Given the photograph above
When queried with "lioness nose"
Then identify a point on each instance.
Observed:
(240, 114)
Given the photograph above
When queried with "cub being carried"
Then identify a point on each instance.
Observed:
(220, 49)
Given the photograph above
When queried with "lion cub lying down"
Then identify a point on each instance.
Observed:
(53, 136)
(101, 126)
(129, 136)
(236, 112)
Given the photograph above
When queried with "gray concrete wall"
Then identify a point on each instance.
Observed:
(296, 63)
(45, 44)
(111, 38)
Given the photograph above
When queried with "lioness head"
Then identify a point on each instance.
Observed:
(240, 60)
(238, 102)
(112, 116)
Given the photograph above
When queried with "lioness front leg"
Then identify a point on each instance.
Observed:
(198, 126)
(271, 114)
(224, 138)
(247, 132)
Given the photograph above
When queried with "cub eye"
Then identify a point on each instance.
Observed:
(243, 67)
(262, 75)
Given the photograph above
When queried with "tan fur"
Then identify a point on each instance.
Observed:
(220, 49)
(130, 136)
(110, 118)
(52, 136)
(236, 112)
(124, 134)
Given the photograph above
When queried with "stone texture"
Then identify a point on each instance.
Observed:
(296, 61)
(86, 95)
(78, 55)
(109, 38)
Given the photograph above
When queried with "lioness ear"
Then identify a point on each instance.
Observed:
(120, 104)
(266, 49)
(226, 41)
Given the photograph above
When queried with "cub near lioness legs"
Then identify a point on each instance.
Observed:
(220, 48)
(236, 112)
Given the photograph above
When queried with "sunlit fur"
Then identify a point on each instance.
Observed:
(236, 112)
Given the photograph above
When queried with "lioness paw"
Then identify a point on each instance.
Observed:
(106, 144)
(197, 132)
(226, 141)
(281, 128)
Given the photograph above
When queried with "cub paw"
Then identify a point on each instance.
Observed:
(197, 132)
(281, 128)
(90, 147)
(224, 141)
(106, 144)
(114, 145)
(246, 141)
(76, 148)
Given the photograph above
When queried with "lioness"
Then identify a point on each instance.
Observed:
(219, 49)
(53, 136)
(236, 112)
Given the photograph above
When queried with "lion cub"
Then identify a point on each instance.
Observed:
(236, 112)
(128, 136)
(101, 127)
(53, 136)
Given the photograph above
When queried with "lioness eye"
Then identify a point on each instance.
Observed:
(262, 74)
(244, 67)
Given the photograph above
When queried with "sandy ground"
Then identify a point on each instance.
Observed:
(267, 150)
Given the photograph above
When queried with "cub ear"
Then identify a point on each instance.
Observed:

§ **Exercise description**: Respond with nothing but the number of lines in the entries that contain the string "lioness".

§ **Output of the exercise**: 8